▶ MATERIALS PROVIDED
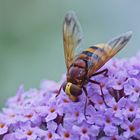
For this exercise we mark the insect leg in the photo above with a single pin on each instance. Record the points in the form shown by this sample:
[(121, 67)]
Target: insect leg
[(102, 95), (59, 91), (105, 71)]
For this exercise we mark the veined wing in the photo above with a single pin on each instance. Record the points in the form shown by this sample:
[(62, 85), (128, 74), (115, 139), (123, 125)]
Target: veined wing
[(72, 36)]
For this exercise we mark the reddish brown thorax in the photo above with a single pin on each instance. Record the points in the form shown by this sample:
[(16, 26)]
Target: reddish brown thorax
[(77, 72), (75, 79)]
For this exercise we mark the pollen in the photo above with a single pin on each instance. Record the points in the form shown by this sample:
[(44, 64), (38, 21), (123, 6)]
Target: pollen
[(29, 132)]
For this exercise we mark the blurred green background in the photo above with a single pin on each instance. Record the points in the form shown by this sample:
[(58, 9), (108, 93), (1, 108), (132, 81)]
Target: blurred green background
[(31, 45)]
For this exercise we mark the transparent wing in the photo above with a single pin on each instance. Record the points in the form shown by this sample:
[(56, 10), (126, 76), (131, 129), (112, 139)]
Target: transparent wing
[(103, 52), (72, 36)]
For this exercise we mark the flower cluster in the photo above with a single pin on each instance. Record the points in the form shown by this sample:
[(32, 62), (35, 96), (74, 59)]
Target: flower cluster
[(41, 115)]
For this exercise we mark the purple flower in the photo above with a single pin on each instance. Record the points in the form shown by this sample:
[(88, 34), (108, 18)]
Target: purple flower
[(3, 125), (25, 131), (39, 114), (86, 131), (132, 89), (132, 129)]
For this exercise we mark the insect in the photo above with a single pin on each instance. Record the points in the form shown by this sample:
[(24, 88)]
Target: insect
[(81, 67)]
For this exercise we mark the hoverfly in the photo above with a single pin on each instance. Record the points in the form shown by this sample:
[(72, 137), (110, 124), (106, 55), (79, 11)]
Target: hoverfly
[(81, 67)]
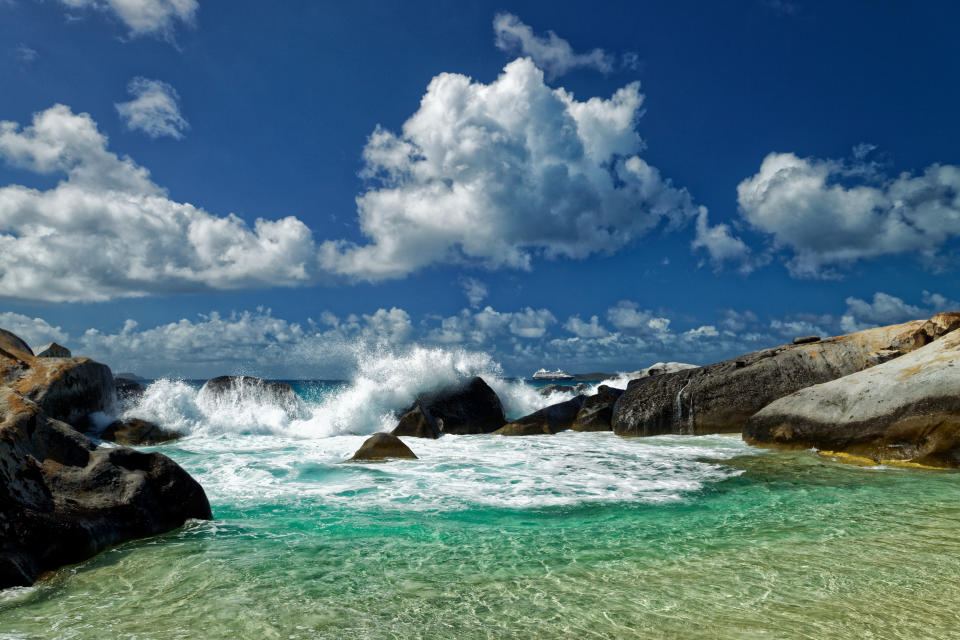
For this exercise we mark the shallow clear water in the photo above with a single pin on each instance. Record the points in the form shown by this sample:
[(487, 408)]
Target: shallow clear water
[(573, 535)]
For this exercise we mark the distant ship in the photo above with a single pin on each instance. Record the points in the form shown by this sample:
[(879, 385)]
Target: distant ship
[(559, 374)]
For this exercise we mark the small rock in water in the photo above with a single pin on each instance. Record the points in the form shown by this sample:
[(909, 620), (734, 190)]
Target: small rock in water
[(127, 389), (381, 446)]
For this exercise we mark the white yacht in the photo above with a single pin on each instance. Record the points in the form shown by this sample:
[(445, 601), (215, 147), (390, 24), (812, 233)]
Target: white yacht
[(559, 374)]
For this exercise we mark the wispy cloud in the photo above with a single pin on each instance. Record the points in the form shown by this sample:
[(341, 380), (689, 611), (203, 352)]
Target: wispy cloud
[(154, 109), (144, 17)]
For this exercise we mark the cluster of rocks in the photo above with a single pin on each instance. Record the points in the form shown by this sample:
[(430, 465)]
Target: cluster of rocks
[(63, 498), (889, 393)]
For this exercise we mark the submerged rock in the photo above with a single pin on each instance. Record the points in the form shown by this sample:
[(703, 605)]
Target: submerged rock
[(237, 390), (128, 390), (550, 389), (381, 446), (467, 408), (596, 414), (906, 409), (67, 389), (52, 350), (556, 417), (62, 499), (720, 397), (136, 432)]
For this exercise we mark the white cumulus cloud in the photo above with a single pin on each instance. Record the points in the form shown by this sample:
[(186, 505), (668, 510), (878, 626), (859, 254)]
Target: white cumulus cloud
[(829, 214), (496, 173), (144, 17), (154, 109), (106, 230), (552, 53)]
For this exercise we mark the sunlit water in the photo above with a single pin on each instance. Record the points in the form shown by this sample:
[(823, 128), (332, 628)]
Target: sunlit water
[(566, 536)]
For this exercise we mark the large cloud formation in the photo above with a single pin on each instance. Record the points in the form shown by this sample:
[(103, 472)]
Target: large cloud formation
[(108, 231), (829, 214), (552, 53), (496, 173)]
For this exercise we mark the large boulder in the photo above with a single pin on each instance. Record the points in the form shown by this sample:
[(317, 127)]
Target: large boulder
[(466, 408), (62, 499), (720, 397), (596, 414), (137, 432), (237, 390), (381, 446), (905, 409), (556, 417), (67, 389)]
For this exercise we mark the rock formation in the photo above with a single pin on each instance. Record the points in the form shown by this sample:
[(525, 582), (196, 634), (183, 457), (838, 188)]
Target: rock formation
[(905, 409), (720, 397), (52, 350), (596, 414), (381, 446), (471, 407), (556, 417), (137, 432), (67, 389), (63, 499)]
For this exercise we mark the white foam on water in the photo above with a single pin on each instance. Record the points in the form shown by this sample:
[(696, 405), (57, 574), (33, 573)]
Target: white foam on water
[(458, 472), (385, 383), (247, 449)]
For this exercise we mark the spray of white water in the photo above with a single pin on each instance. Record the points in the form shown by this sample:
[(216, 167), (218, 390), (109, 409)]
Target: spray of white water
[(384, 383)]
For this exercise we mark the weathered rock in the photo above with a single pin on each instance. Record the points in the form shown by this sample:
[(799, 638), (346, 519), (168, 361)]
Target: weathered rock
[(905, 409), (550, 389), (720, 397), (471, 407), (417, 423), (137, 432), (52, 350), (661, 368), (556, 417), (237, 390), (63, 500), (381, 446), (128, 390), (596, 414), (67, 389), (10, 341)]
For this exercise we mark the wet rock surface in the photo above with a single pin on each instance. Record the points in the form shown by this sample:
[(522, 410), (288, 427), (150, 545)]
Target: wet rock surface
[(719, 398), (596, 413), (381, 446), (907, 409), (556, 417), (468, 408), (62, 499), (136, 432)]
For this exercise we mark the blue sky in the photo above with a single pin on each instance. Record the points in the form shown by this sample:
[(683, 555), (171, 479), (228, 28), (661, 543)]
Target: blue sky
[(704, 178)]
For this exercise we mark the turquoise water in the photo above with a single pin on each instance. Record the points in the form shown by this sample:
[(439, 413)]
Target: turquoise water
[(567, 536)]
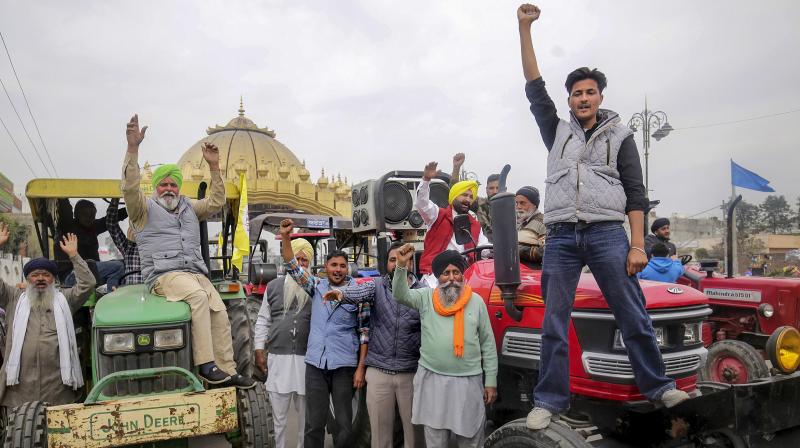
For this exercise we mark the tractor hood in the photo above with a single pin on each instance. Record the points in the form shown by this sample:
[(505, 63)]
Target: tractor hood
[(135, 306)]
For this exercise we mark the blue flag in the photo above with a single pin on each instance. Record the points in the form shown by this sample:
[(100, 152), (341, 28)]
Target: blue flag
[(741, 177)]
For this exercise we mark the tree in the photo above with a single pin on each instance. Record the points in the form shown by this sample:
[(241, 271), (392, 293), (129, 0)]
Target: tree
[(776, 215)]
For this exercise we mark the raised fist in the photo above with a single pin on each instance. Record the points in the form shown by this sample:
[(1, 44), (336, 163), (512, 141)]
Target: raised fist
[(528, 13), (430, 171)]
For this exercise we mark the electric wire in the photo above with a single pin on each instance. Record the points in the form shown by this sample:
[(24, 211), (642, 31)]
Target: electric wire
[(25, 97), (24, 128), (17, 146)]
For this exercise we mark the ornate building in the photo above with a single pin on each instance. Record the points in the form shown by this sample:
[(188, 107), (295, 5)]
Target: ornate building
[(277, 181)]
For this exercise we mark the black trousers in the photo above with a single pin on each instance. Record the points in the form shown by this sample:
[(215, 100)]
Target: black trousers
[(324, 387)]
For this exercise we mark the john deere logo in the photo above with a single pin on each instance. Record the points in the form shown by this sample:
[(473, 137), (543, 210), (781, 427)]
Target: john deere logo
[(143, 339)]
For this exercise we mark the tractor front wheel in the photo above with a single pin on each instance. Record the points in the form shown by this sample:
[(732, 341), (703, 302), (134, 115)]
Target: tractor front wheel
[(733, 362), (27, 426)]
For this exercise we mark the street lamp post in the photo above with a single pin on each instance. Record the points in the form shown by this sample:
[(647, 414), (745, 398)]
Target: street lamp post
[(646, 121)]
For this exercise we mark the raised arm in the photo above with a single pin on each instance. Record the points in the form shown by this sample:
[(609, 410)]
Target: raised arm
[(427, 209), (216, 199), (527, 14), (134, 198)]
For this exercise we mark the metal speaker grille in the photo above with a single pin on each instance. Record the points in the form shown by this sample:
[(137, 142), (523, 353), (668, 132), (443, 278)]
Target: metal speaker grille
[(439, 194), (397, 202)]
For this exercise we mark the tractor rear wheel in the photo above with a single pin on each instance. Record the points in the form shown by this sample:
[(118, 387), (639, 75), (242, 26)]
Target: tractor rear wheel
[(516, 435), (26, 426), (256, 427), (733, 362), (242, 334)]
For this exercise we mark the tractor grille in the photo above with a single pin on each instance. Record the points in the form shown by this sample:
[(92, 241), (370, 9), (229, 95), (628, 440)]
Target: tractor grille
[(108, 364), (619, 366), (522, 345)]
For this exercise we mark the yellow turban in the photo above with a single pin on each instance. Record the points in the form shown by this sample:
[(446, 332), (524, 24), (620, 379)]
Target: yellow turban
[(167, 170), (302, 245), (459, 188)]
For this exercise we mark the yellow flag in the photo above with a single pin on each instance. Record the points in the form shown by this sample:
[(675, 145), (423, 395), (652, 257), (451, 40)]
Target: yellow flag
[(241, 238)]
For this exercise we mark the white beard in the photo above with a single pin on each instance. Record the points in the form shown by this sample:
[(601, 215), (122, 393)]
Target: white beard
[(292, 292), (168, 201), (449, 292), (41, 300)]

▶ WHAT IS NEEDED
Copy the material word for word, starting at the line that contains "For this exercise we mark the tractor front" and ending at the line that contains "[(167, 170), (302, 245), (459, 188)]", with both of those lines included.

▶ TASK ANSWER
For this exercise we mark the tractor front wheel in the photo above with a single pin on each instance. Record the points in the form shown by this sample:
[(732, 341), (703, 302), (134, 115)]
Target: tractor front wheel
[(733, 362), (27, 426)]
For this exercise we mark the street lamp post in the photo above with a single pin on each instance. Record the points in the form shown by this sample:
[(647, 414), (745, 398)]
Target: street lamp post
[(646, 121)]
For this exercise we mark the raised arm in the photo above with a single pin on each instance. Record the points in the form shown by this sample:
[(609, 410)]
Target: raised arm
[(427, 209), (216, 199), (527, 14), (134, 198)]
For this exercise we mark the metal speaker grille in the photo above with a single pin on each instance. Record the points in the form shown by this sample:
[(137, 142), (523, 353), (668, 132), (443, 278)]
Target: metal speaker grille
[(439, 194), (397, 202)]
For this exercise we mark the tractor rear wheel in the photo above with a single pin on each instance. Record the points in the form shown by this sample:
[(118, 387), (639, 75), (242, 26)]
Target: tractor rear wheel
[(516, 435), (26, 426), (256, 427), (733, 362), (242, 334)]
For this exercise we mark the tractor grille in the photo above with a single pin on each instance. Record the points in the form shown by this sample:
[(92, 241), (370, 9), (229, 95), (628, 440)]
Target: tractor grille
[(108, 364), (619, 366), (522, 345)]
For this exercise we mark the yellow turban in the photo above with a single pin on each instance. Record the points in the form shown by this sample:
[(446, 332), (524, 24), (620, 379)]
Target: yellow turban
[(167, 170), (302, 245), (459, 188)]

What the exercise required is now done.